**PROVIDED TEXT:**
Dr. Cox I believe is with the US Geological Survey department or is he with the USF&WS and simply stationed at the USGS Prairie Research Station. Probably nice to be less impacted by the USF&WS politics.

*Closed Season:*
Leave the season open.

The ducks did fine through the last drought and will make it through the next.  Man can certainly aide them by shooting less birds when the overall population is stressed due to drought or simply lower in numbers.

Look at pheasants vs ND winters just like ducks vs drought. Duck populations will cycle with water conditions on the breeding range.

Ducks are like many other species of wild animals (pheasants, mice, etc..). Given the right habitat and breeding conditions ducks numbers will explode in numbers in just a few short years after the next drought ends.

*Sarcasm:::*
*Maybe there is no drought yet at all. Based on the experts' opinion, the dry conditions through much of Canada, MT, and ND do not warrant any changes this year either.* Not my opinion, but appears to be the consensus of many experts and models.

Shorter hunting seasons will keep someone interested in protecting ducks and long term habitat ... the dry potholes need to be protected too. Drain tiled wetlands will not refill no matter how much rain or snow returns to the prairie.  [/b]


----------



## MRN (Apr 1, 2002)

I guess we'll get a liberal season.

Entries from a dataset
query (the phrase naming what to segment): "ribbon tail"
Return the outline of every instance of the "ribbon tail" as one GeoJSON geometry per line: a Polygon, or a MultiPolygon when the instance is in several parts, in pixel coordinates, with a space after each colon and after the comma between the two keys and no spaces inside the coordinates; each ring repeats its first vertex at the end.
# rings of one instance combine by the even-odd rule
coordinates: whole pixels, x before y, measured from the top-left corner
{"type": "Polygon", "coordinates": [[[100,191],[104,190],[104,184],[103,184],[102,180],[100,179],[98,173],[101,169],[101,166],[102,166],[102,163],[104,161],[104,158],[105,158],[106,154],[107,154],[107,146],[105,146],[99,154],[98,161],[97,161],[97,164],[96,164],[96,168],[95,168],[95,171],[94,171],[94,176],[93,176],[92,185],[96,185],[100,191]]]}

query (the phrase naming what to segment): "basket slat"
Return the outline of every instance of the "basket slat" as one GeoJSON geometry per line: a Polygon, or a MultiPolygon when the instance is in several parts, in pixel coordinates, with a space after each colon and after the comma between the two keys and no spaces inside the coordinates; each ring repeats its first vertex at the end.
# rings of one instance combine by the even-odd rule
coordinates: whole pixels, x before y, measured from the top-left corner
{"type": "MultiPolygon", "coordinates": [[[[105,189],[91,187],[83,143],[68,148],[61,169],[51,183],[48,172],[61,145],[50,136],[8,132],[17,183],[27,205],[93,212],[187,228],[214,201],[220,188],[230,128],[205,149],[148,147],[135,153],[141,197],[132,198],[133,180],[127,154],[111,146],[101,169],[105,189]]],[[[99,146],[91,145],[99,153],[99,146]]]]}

**OBJECTIVE 1:** In the duck hunting discussion, restate the paragraph beginning "Ducks are like many other species" in a single shorter sentence that keeps its main facts.
**OBJECTIVE 2:**
Answer these questions from the duck hunting discussion, one line each:
(a) Which research station is named in connection with Dr. Cox?
(b) Under the heading "Closed Season," what does the writer recommend?
(c) What kind of season does MRN expect?
**OBJECTIVE 3:** Carry the duck hunting discussion forward from the point where it stops.

**WRITTEN RESPONSE 1:** Like pheasants, mice and other wild animals, ducks can increase sharply within a few years after the next drought ends if habitat and breeding conditions are right.

**WRITTEN RESPONSE 2:**
(a) The USGS Prairie Research Station.
(b) Leave the season open.
(c) A liberal season.

**WRITTEN RESPONSE 3:**
After yakking with some informed folk, the changes to the AHM plan actually sounds reasonable. The big change was in the number of ducks "carried over" from previous years - was typically over estimated. The estimate technique has been lowered (less carry over) meaning the ducks we see/count must be due to production. Therefore, means we are producing more ducks than previously estimated. Therefore, reproduction is doing better than anticipated, even with poorer water conditions. The result is that liberal seasons should occur until things fall off the cliff. It's a cliff, not just a slope, due to the ever more sharp division the model puts between liberal (shoot-em) and closed (don't shoot em).

Another liberal season perspective communicated is "Shoot-em" this year because the population is going down hill with the drought whether we shoot-em or not. Sending more back in the spring won't mean more ducks in the fall. Kinda goes against the "hen in freezer has zero chance of nesting" theory, but that's probably a dumb theory anyhow.

M.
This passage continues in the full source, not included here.